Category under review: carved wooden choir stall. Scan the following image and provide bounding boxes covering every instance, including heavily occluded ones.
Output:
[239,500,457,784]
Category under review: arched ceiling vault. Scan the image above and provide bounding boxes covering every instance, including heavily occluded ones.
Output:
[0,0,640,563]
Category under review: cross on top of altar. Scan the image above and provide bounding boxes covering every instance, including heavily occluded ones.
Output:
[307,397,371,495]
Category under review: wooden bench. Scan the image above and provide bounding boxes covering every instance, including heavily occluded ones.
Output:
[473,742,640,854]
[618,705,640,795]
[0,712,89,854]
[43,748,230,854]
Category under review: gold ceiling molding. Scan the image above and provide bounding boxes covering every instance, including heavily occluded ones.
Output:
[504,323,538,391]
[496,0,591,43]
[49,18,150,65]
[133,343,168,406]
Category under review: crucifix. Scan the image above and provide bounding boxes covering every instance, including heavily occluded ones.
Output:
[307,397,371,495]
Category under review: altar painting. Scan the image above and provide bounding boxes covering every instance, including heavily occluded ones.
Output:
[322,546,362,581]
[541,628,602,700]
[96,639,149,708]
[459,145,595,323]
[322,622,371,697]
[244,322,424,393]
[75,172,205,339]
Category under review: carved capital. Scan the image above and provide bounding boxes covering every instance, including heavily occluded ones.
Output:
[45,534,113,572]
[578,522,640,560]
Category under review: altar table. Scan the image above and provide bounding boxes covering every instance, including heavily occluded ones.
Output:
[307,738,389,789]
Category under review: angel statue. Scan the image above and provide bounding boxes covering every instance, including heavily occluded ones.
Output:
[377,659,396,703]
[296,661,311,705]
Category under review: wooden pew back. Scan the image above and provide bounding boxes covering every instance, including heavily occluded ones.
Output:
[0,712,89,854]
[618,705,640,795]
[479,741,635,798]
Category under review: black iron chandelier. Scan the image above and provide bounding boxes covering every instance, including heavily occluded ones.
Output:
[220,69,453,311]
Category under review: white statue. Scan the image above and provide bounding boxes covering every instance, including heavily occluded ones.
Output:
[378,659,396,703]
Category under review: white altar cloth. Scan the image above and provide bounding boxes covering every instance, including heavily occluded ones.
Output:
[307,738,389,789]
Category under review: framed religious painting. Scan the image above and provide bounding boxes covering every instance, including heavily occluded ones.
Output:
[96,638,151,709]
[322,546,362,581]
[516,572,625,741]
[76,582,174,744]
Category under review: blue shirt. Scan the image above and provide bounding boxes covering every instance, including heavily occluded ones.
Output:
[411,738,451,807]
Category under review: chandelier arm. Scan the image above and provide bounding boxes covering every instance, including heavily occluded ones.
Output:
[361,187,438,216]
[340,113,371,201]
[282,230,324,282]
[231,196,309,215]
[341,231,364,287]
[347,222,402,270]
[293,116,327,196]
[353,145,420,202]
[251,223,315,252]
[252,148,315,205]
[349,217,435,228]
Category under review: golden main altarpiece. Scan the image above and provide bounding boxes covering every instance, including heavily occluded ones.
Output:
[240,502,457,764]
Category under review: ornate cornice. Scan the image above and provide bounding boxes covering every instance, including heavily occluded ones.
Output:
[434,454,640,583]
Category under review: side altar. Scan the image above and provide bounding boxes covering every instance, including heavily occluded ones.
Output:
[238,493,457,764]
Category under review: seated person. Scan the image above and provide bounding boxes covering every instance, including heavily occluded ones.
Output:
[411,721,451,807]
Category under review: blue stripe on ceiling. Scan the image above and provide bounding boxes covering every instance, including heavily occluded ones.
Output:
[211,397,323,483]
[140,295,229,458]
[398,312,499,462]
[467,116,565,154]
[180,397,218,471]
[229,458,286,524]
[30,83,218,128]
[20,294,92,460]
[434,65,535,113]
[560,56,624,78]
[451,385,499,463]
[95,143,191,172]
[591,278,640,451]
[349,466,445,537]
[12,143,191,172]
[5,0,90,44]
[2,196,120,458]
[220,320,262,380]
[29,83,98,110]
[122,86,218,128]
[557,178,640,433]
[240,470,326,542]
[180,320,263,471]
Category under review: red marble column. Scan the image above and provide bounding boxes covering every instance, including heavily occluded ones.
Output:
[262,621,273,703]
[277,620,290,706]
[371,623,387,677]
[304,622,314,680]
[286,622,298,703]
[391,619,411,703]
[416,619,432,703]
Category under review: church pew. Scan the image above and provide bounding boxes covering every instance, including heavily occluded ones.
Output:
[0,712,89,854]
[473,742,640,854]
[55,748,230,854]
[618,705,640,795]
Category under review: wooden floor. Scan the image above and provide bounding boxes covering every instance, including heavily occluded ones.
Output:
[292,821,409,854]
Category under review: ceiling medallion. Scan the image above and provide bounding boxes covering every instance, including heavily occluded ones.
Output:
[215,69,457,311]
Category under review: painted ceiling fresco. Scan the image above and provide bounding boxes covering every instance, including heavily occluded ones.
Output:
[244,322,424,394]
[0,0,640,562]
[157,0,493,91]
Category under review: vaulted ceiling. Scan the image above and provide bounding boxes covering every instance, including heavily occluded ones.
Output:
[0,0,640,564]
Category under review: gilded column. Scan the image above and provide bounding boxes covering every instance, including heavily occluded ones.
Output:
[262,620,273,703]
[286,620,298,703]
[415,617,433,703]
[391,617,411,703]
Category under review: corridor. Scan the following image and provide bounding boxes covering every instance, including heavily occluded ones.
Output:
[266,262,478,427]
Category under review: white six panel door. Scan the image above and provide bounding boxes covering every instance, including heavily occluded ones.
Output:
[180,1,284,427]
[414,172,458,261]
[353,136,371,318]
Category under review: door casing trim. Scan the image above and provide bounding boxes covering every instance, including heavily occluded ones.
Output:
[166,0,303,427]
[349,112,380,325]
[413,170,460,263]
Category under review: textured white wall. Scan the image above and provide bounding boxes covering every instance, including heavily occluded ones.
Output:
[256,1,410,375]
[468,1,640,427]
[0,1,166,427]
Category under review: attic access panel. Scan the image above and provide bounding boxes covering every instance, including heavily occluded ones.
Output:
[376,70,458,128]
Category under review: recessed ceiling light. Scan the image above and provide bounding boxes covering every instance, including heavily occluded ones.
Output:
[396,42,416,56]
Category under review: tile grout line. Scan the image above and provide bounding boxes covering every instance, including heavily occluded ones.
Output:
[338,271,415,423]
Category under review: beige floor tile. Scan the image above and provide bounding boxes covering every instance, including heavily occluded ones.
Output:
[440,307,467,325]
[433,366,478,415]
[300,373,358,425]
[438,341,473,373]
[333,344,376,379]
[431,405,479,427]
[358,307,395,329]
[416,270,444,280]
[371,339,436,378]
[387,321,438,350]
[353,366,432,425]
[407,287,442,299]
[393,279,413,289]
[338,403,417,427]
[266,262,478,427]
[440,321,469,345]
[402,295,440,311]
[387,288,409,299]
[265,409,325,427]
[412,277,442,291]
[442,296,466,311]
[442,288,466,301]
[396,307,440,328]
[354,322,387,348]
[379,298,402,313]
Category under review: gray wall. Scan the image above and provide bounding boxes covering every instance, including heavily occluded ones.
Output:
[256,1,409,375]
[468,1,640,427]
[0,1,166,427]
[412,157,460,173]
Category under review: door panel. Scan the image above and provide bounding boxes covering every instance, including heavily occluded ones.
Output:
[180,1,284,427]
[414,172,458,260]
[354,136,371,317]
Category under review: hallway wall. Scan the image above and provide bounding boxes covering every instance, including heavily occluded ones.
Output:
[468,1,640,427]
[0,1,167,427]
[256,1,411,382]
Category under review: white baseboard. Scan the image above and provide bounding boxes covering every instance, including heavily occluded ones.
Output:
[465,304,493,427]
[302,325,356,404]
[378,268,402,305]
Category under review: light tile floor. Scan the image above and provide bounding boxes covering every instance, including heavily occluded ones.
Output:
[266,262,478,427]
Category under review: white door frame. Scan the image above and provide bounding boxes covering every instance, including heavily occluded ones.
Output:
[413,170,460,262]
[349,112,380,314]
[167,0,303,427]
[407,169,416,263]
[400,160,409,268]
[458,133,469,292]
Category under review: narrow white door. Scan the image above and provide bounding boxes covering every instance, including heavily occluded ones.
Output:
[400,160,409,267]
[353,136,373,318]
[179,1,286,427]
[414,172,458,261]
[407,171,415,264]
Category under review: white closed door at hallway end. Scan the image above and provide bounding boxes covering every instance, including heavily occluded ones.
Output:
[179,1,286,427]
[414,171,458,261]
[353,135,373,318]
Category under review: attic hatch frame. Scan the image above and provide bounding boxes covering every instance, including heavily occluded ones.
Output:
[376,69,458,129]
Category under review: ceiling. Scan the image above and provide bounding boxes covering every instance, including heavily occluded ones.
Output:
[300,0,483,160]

§ Request
Collect every line of the items above that contains the word "column", matching its case exactly.

§ Correct response
Category under review: red marble column. Scan the image above and provide bounding boxes covering every instance, including heavily occluded ones.
Category under review: gilded column. Scan the image above and provide bounding boxes covering every instance, including heavily occluded ones.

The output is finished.